### Work to be completed
All of the entries below should be returned verbatim, apart from the pictures.

Segmentation mask data:
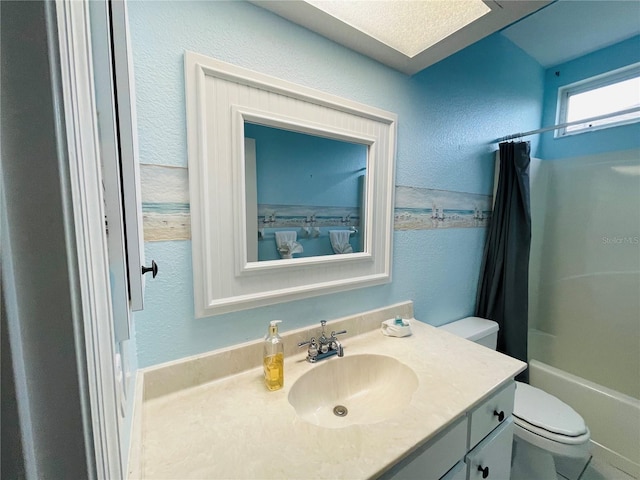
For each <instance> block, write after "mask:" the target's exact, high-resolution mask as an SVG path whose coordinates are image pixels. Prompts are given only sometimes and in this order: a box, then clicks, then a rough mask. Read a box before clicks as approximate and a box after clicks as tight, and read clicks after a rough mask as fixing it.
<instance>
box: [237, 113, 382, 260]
mask: <svg viewBox="0 0 640 480" xmlns="http://www.w3.org/2000/svg"><path fill="white" fill-rule="evenodd" d="M244 134H245V182H246V185H245V187H246V204H247V211H246V215H247V259H248V261H249V262H255V261H267V260H278V259H291V258H299V257H315V256H323V255H343V254H348V253H357V252H363V251H364V224H363V223H364V222H363V213H364V211H365V205H364V199H365V185H366V170H367V155H368V150H369V147H368V145H363V144H359V143H351V142H346V141H342V140H336V139H333V138H327V137H321V136H317V135H310V134H306V133H301V132H296V131H292V130H285V129H281V128H275V127H271V126H265V125H259V124H256V123H250V122H246V121H245V122H244Z"/></svg>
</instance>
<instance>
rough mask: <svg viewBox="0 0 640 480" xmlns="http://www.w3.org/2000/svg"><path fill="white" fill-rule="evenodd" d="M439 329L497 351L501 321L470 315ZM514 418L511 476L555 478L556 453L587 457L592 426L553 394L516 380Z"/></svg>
mask: <svg viewBox="0 0 640 480" xmlns="http://www.w3.org/2000/svg"><path fill="white" fill-rule="evenodd" d="M440 328H442V329H443V330H446V331H448V332H450V333H453V334H454V335H457V336H459V337H463V338H466V339H468V340H472V341H474V342H476V343H479V344H481V345H484V346H486V347H489V348H492V349H494V350H495V348H496V343H497V339H498V324H497V323H496V322H493V321H491V320H486V319H484V318H478V317H468V318H463V319H462V320H458V321H456V322H453V323H449V324H447V325H443V326H442V327H440ZM513 420H514V425H515V428H514V437H513V441H514V445H513V447H514V452H513V460H512V465H511V478H512V479H514V480H529V479H540V480H546V479H550V480H555V479H556V478H557V476H556V468H555V461H554V457H553V455H556V456H560V457H567V458H583V459H585V461H586V460H587V459H588V457H589V439H590V436H591V435H590V432H589V428H588V427H587V426H586V425H585V423H584V420H583V418H582V417H581V416H580V415H579V414H578V413H577V412H576V411H575V410H573V409H572V408H571V407H570V406H569V405H567V404H566V403H564V402H562V401H560V400H559V399H557V398H556V397H554V396H553V395H549V394H548V393H546V392H544V391H542V390H540V389H538V388H535V387H532V386H530V385H527V384H526V383H521V382H516V397H515V403H514V408H513Z"/></svg>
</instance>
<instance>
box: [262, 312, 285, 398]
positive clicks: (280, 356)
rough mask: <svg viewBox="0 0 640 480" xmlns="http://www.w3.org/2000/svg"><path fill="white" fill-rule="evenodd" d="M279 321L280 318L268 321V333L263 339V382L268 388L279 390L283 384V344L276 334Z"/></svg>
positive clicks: (283, 380)
mask: <svg viewBox="0 0 640 480" xmlns="http://www.w3.org/2000/svg"><path fill="white" fill-rule="evenodd" d="M280 322H282V320H272V321H271V322H270V323H269V333H268V334H267V336H266V337H265V339H264V352H263V366H264V384H265V385H266V387H267V388H268V389H269V390H280V389H281V388H282V387H283V386H284V344H283V343H282V337H280V335H278V324H279V323H280Z"/></svg>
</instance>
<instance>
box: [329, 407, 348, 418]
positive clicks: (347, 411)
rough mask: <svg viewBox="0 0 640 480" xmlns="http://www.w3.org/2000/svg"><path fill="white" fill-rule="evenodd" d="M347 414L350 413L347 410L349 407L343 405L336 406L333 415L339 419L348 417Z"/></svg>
mask: <svg viewBox="0 0 640 480" xmlns="http://www.w3.org/2000/svg"><path fill="white" fill-rule="evenodd" d="M347 413H349V410H347V407H345V406H343V405H336V406H335V407H333V414H334V415H335V416H337V417H346V416H347Z"/></svg>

### Answer below
For each <instance> block, write after "mask:" the target's exact, high-resolution mask as an SVG path whose coordinates are image pixels. Prompts are given only sometimes and in this order: a box, then clicks, then a rough mask. Read a box before clicks as approximate and a box after clicks as tight, and read clicks after a rough mask as fixing it.
<instance>
box: [237, 113, 382, 260]
mask: <svg viewBox="0 0 640 480" xmlns="http://www.w3.org/2000/svg"><path fill="white" fill-rule="evenodd" d="M244 134H245V182H246V185H245V187H246V204H247V211H246V215H247V259H248V261H249V262H255V261H267V260H278V259H291V258H299V257H315V256H323V255H343V254H348V253H357V252H363V251H364V224H363V223H364V222H363V213H364V211H365V205H364V199H365V185H366V170H367V155H368V150H369V147H368V145H363V144H359V143H351V142H346V141H342V140H336V139H333V138H327V137H321V136H317V135H310V134H306V133H301V132H296V131H292V130H285V129H281V128H275V127H271V126H265V125H259V124H256V123H250V122H246V121H245V122H244Z"/></svg>
</instance>
<instance>
rough mask: <svg viewBox="0 0 640 480" xmlns="http://www.w3.org/2000/svg"><path fill="white" fill-rule="evenodd" d="M439 329L497 351L501 321L470 315ZM514 418L511 476L555 478L556 453L587 457L592 426L553 394L516 380Z"/></svg>
mask: <svg viewBox="0 0 640 480" xmlns="http://www.w3.org/2000/svg"><path fill="white" fill-rule="evenodd" d="M440 328H442V329H443V330H446V331H448V332H450V333H453V334H454V335H457V336H459V337H463V338H466V339H468V340H472V341H474V342H476V343H479V344H481V345H484V346H486V347H489V348H492V349H494V350H495V348H496V343H497V339H498V324H497V323H496V322H493V321H491V320H486V319H484V318H478V317H468V318H463V319H462V320H458V321H456V322H453V323H449V324H447V325H443V326H442V327H440ZM513 420H514V425H515V428H514V437H513V441H514V445H513V447H514V452H513V460H512V465H511V478H512V479H514V480H529V479H540V480H546V479H550V480H555V479H556V478H557V476H556V468H555V461H554V457H553V455H556V456H560V457H567V458H583V459H585V461H586V460H587V459H588V457H589V439H590V436H591V435H590V432H589V428H588V427H587V426H586V425H585V423H584V420H583V418H582V417H581V416H580V415H579V414H578V413H577V412H576V411H575V410H573V409H572V408H571V407H570V406H569V405H567V404H566V403H564V402H562V401H560V400H559V399H557V398H556V397H554V396H553V395H549V394H548V393H546V392H544V391H542V390H540V389H538V388H535V387H532V386H530V385H527V384H526V383H521V382H516V397H515V403H514V408H513Z"/></svg>
</instance>
<instance>
box: [262, 312, 285, 398]
positive clicks: (280, 356)
rough mask: <svg viewBox="0 0 640 480" xmlns="http://www.w3.org/2000/svg"><path fill="white" fill-rule="evenodd" d="M279 321L280 318L268 321V333L263 339V382L268 388L279 390L283 384V344L276 334Z"/></svg>
positive clicks: (283, 380)
mask: <svg viewBox="0 0 640 480" xmlns="http://www.w3.org/2000/svg"><path fill="white" fill-rule="evenodd" d="M280 322H282V320H272V321H271V322H270V323H269V333H268V334H267V336H266V337H265V339H264V352H263V366H264V384H265V385H266V387H267V388H268V389H269V390H280V389H281V388H282V387H283V386H284V344H283V343H282V337H280V335H278V324H279V323H280Z"/></svg>
</instance>
<instance>
box: [329, 407, 348, 418]
positive clicks: (347, 411)
rough mask: <svg viewBox="0 0 640 480" xmlns="http://www.w3.org/2000/svg"><path fill="white" fill-rule="evenodd" d="M347 414L350 413L347 410L349 407L343 405L336 406L333 415L339 419L348 417Z"/></svg>
mask: <svg viewBox="0 0 640 480" xmlns="http://www.w3.org/2000/svg"><path fill="white" fill-rule="evenodd" d="M347 413H349V410H347V407H345V406H343V405H336V406H335V407H333V414H334V415H335V416H337V417H346V416H347Z"/></svg>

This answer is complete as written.